- Selected passage

+===+

As Kentucky Derby winner I'll Have Another vanned out of Baltimore-Washington International Thurgood Marshall Airport with a police escort Monday afternoon, he was greeted by local horse fans trying to make him feel instantly at home.

"People were lined up and chanting, 'I'd love another,'" said assistant trainer Jack Sisterson, who accompanied the horse on a flight from Louisville, Ky. "His ears are pricked and he's bobbing his head, 'Yeah, that's me!'"

At Pimlico Race Course, cameras from local television stations were lined up along print media to record the arrival of the gorgeous, Doug O'Neill-trained chestnut as he came off the trailer and pranced to his stall.

In a bit of a surprise, I'll Have Another did not take a right turn to the traditional stakes barn where nearly every Derby winner settles in to Stall 40 prior to the Preakness. Instead, he turned left into the barn that usually houses the stakes horses on the Preakness undercard.

It was just one more move that sets the son of Flower Alley apart.

+===+

- What is expected
Copy out the stretch of the passage about the Derby winner's arrival from "At Pimlico Race" through "the Preakness undercard.", word for word. The lines that come next have no connection to the passage about the Derby winner's arrival.

+===+

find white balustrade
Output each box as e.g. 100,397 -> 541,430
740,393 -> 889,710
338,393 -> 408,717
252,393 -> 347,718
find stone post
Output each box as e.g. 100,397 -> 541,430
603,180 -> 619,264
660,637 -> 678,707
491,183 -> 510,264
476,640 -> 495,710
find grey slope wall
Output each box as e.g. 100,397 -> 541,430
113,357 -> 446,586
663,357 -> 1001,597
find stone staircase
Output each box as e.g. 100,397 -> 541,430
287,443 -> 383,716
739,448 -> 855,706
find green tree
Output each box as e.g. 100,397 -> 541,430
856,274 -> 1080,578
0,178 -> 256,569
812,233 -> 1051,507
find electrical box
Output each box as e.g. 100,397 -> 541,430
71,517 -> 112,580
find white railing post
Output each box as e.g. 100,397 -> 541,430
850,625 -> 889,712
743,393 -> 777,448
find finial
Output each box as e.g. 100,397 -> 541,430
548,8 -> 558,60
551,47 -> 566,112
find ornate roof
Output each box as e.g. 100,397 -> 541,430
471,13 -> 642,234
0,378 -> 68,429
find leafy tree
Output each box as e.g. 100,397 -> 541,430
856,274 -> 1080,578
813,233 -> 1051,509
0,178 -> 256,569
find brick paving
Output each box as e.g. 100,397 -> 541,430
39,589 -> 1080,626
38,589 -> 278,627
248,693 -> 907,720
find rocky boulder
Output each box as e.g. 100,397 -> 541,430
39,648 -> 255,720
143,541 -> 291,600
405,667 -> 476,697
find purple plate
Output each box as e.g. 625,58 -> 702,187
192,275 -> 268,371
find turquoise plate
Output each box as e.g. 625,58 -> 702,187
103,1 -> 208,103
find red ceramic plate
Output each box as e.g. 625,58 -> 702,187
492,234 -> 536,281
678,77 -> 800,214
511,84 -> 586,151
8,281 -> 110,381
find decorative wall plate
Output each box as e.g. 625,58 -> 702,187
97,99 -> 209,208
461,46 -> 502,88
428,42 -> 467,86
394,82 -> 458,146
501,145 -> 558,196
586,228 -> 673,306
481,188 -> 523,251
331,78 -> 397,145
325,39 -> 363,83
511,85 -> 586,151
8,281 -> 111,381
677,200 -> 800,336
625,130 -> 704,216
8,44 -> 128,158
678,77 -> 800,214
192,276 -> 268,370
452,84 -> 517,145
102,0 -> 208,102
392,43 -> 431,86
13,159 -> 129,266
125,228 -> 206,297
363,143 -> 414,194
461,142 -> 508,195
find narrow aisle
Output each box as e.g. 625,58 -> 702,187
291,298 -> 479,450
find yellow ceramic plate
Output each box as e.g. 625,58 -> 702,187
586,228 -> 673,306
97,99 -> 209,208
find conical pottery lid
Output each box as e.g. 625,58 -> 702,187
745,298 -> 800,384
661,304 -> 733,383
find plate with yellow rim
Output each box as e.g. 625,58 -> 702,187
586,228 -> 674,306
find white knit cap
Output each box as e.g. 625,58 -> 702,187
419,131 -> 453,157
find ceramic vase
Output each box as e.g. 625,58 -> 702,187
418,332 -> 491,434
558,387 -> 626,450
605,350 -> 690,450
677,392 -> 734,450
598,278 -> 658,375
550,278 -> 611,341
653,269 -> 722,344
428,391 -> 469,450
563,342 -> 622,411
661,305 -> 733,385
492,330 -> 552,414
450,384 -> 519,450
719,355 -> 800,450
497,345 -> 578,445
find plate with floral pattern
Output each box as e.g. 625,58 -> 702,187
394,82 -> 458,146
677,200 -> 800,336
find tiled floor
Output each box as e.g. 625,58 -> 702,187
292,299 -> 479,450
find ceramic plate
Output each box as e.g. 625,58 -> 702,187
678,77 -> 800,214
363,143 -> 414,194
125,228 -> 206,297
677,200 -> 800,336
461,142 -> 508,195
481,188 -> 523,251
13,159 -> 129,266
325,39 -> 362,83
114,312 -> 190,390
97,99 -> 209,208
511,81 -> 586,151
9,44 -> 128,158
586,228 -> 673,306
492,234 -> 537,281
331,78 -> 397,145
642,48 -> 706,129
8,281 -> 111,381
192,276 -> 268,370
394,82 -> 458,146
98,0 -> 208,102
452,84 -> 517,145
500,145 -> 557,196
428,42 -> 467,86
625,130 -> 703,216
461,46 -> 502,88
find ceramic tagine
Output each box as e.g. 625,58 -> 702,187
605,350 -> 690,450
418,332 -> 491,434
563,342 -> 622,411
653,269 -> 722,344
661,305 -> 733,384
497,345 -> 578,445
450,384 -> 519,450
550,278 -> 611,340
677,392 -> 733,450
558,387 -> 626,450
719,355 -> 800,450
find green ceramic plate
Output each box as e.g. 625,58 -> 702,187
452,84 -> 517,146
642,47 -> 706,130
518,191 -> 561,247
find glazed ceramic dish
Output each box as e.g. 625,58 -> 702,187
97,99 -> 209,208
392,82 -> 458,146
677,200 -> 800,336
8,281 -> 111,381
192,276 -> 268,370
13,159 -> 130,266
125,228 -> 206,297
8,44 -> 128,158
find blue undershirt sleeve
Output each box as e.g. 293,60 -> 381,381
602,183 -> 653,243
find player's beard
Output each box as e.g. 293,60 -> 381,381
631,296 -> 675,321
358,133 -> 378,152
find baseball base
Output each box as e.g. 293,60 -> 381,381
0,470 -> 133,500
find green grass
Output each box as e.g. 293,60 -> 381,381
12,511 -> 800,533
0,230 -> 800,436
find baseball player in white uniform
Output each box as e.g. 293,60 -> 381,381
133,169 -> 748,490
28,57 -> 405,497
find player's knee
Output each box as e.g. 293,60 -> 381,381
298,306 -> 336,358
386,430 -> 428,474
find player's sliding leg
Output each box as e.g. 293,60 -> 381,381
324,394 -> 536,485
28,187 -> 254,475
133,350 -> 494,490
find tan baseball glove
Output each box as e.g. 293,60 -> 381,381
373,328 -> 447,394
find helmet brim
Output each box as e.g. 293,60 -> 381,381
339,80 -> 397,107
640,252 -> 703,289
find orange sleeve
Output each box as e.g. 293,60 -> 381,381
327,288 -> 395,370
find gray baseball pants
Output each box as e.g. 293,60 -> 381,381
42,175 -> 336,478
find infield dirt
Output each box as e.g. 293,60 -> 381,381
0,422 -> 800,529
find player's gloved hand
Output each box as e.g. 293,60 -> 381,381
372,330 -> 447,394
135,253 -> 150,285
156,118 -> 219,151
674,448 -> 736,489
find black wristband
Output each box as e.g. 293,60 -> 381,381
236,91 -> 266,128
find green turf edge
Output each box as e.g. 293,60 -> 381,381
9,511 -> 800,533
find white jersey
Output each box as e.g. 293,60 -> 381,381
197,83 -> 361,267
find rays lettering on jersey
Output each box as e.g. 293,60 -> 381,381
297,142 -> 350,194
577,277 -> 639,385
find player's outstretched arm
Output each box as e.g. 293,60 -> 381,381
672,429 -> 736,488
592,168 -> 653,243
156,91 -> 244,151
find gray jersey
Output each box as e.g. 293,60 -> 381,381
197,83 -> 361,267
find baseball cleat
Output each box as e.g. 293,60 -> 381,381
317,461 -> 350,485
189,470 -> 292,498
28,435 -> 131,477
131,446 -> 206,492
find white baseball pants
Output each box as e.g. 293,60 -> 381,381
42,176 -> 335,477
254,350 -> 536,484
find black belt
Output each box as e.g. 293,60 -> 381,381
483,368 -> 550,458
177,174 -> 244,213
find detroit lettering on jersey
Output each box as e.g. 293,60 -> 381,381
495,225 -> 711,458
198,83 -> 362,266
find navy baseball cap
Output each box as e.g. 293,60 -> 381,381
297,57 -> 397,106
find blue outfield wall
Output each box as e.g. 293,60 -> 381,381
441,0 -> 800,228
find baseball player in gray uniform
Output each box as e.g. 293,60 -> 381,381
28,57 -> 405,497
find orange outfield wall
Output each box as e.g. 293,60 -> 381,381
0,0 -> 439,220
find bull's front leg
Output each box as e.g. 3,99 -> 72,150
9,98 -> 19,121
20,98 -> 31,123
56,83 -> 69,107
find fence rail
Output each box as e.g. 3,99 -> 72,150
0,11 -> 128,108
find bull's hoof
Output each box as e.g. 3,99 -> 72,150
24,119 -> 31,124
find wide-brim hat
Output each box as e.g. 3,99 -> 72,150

+===+

- Task answer
At Pimlico Race Course, cameras from local television stations were lined up along print media to record the arrival of the gorgeous, Doug O'Neill-trained chestnut as he came off the trailer and pranced to his stall.

In a bit of a surprise, I'll Have Another did not take a right turn to the traditional stakes barn where nearly every Derby winner settles in to Stall 40 prior to the Preakness. Instead, he turned left into the barn that usually houses the stakes horses on the Preakness undercard.